▶ Work task
Search the listing for the word "trace". Copy every line where it is found.

START Provided information

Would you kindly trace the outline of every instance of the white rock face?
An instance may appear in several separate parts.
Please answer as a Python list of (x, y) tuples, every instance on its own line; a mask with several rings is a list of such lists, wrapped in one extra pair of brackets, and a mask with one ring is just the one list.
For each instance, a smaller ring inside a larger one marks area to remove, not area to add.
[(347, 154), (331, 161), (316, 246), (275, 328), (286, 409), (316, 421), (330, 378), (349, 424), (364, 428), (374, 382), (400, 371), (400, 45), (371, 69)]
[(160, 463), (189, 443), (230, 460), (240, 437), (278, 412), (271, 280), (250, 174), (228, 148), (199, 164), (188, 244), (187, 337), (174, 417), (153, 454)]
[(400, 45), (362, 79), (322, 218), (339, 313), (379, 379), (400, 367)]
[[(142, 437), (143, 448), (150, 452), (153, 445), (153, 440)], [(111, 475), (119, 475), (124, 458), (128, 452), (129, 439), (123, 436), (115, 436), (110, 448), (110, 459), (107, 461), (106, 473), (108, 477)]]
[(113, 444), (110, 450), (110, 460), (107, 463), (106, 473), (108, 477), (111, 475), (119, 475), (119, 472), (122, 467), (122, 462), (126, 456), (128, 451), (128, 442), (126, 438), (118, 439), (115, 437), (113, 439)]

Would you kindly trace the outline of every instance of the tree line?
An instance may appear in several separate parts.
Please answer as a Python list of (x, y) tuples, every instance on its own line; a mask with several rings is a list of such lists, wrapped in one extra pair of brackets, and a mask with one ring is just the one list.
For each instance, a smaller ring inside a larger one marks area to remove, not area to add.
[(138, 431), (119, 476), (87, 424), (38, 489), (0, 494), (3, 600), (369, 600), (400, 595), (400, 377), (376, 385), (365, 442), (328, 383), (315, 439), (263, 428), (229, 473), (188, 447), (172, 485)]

END Provided information

▶ Reply to the exercise
Would you kindly trace the outline of every instance of the white rock face?
Would you kindly trace the outline of every instance of the tree line?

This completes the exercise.